Exercise task: Copy the material below with every "marker" replaced by "dot", leaving everything else unchanged.

Stored records:
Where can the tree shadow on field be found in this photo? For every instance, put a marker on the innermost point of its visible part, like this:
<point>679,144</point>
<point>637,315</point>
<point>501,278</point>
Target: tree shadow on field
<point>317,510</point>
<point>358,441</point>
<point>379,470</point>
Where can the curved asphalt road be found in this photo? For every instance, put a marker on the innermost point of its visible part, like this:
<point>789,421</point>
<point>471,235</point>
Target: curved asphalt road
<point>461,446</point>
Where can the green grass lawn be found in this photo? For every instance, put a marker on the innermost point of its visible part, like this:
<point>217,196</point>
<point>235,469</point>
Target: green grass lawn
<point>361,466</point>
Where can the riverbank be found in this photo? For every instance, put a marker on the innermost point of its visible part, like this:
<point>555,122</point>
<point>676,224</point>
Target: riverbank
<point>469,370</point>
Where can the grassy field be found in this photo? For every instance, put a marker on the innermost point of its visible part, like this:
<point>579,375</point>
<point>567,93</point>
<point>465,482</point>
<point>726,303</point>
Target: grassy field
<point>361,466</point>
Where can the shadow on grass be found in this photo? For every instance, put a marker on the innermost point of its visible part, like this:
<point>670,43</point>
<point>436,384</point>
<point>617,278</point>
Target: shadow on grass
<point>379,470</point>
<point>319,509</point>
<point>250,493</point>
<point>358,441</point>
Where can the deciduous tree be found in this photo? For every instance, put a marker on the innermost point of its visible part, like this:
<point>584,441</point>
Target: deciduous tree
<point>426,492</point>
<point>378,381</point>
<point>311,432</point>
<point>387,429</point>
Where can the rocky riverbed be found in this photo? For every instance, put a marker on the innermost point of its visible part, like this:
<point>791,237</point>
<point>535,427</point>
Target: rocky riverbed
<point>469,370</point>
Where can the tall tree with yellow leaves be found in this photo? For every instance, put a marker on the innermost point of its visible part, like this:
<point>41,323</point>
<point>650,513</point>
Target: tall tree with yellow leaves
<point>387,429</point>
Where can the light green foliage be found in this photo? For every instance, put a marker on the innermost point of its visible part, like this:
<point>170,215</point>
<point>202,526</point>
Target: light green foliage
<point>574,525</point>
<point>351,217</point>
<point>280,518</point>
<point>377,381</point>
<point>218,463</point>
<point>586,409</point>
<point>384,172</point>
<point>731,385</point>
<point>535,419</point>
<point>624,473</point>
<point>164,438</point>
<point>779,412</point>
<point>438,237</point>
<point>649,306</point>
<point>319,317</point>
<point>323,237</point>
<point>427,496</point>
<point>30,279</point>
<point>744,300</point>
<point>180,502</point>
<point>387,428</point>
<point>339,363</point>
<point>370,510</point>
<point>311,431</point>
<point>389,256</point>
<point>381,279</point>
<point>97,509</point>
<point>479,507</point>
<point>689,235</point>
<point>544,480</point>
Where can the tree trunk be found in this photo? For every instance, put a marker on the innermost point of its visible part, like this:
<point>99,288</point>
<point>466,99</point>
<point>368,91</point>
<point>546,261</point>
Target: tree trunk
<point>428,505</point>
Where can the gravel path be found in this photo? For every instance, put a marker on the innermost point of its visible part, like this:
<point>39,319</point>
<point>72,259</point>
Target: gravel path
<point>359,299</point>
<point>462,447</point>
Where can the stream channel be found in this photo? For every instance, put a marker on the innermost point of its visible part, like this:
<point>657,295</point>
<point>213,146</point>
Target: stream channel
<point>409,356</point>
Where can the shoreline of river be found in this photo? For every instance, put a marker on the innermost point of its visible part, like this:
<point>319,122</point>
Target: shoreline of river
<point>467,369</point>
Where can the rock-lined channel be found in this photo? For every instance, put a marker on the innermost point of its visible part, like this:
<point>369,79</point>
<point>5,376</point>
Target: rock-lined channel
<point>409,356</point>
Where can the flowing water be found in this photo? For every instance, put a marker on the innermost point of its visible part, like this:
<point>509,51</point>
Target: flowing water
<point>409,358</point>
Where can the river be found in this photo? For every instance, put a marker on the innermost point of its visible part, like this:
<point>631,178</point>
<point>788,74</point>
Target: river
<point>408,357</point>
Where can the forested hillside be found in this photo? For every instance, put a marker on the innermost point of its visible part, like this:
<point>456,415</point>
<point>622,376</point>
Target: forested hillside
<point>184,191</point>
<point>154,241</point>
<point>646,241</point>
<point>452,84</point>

Solved exercise:
Where can the tree shadow on field be found in this photo? For every instance, put a dot on the innermost point of its visible part, like this:
<point>679,144</point>
<point>637,315</point>
<point>501,278</point>
Target: tree shadow on field
<point>317,510</point>
<point>358,441</point>
<point>379,470</point>
Where can the curved asphalt road be found in this photo? For every instance, put a dot on the innermost point of its visible part, like this:
<point>789,421</point>
<point>471,235</point>
Target: curved asphalt road
<point>461,446</point>
Where can the green grass lawn be found in this photo? For every instance, put a dot on the innermost point of its visible part, like this:
<point>217,196</point>
<point>235,469</point>
Target: green grass lawn
<point>361,466</point>
Where can the riverbank be found in this photo? For every instance, put a dot on the innermost point of its visible part, like this:
<point>555,122</point>
<point>676,224</point>
Target: riverbank
<point>469,370</point>
Where can the grassy field be found in this photo? For every instance, put a dot on the innermost point of its visible part, like this:
<point>579,375</point>
<point>567,93</point>
<point>465,482</point>
<point>726,303</point>
Target: grassy field
<point>361,466</point>
Where can the shadow on grass be found in this photo? For every instance, put a dot on the innermost point of its visible part, like this:
<point>670,43</point>
<point>436,384</point>
<point>617,278</point>
Target: shadow on grass
<point>379,470</point>
<point>319,509</point>
<point>250,493</point>
<point>358,441</point>
Where can the deciduous tree be found in this photo? For every instance, put a dot on the innermost point of its visible part, like this:
<point>584,441</point>
Target: deciduous tree
<point>426,492</point>
<point>378,381</point>
<point>311,432</point>
<point>387,429</point>
Where can the rocky riverbed be found in this photo? For every instance, put a dot on the innermost point of its visible part, like this:
<point>791,237</point>
<point>535,427</point>
Target: rocky riverbed
<point>469,370</point>
Where can the tall tree with yellow leaves be found in this photo? For every instance, put a dot on the innermost point of its visible part, like this:
<point>41,323</point>
<point>650,513</point>
Target: tall tree with yellow leaves
<point>387,429</point>
Where can the light green foliage be found in this photo? For every instance, put a dot on the innermost point of its visible part, like this:
<point>170,215</point>
<point>202,526</point>
Target: light green foliage
<point>574,525</point>
<point>351,217</point>
<point>280,518</point>
<point>377,381</point>
<point>218,463</point>
<point>586,409</point>
<point>384,172</point>
<point>731,385</point>
<point>535,419</point>
<point>624,473</point>
<point>164,438</point>
<point>779,412</point>
<point>438,237</point>
<point>649,306</point>
<point>319,317</point>
<point>323,237</point>
<point>427,496</point>
<point>30,279</point>
<point>744,300</point>
<point>180,502</point>
<point>387,428</point>
<point>339,363</point>
<point>370,510</point>
<point>311,431</point>
<point>389,256</point>
<point>381,279</point>
<point>97,509</point>
<point>479,507</point>
<point>689,235</point>
<point>544,480</point>
Where can the tree trunk be found in this photo? For every instance, put a dot on the innermost point of its visible part, like this:
<point>99,288</point>
<point>466,99</point>
<point>368,91</point>
<point>546,261</point>
Target: tree trunk
<point>428,505</point>
Where can the gravel path be found in this photo? For every instance, put a dot on the innermost point of its visible part, like this:
<point>39,319</point>
<point>72,259</point>
Target: gravel path
<point>359,299</point>
<point>462,447</point>
Where can the stream channel be found in this photo? For every instance, put a dot on the innermost point of its visible part, like this:
<point>657,295</point>
<point>213,146</point>
Target: stream channel
<point>409,356</point>
Where can the shoreline of river be found in this photo? For every instance, put a dot on the innermost point of its visible part, like this:
<point>319,122</point>
Target: shoreline of river
<point>467,369</point>
Where can the rock-lined channel be found in this photo? For every instance, put a dot on the innermost point of its visible part, like this:
<point>369,79</point>
<point>5,376</point>
Target: rock-lined channel
<point>409,356</point>
Where can the flowing water be found in this photo? For every instance, put a dot on the innermost point of its visible part, like this:
<point>509,51</point>
Target: flowing water
<point>409,358</point>
Where can the river be found in this photo? For every instance, put a dot on the innermost point of its visible part, like this:
<point>631,178</point>
<point>788,74</point>
Target: river
<point>408,357</point>
Where can the forested hillside be found in this photo? For every instance, put a dot on the innermost point of its visible part, like this:
<point>456,415</point>
<point>622,376</point>
Target: forested hillside
<point>184,191</point>
<point>154,241</point>
<point>646,241</point>
<point>452,84</point>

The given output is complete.